▸ Task statement
Rewrite the listing below as a numbered list, skipping any blank lines.

▸ Entries provided
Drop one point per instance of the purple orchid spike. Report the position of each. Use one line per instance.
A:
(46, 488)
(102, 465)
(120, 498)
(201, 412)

▸ Solved exercise
1. Drop one point per instance of the purple orchid spike. Report the position of each. Use one line per instance.
2. A:
3. (46, 488)
4. (102, 465)
5. (120, 498)
6. (201, 412)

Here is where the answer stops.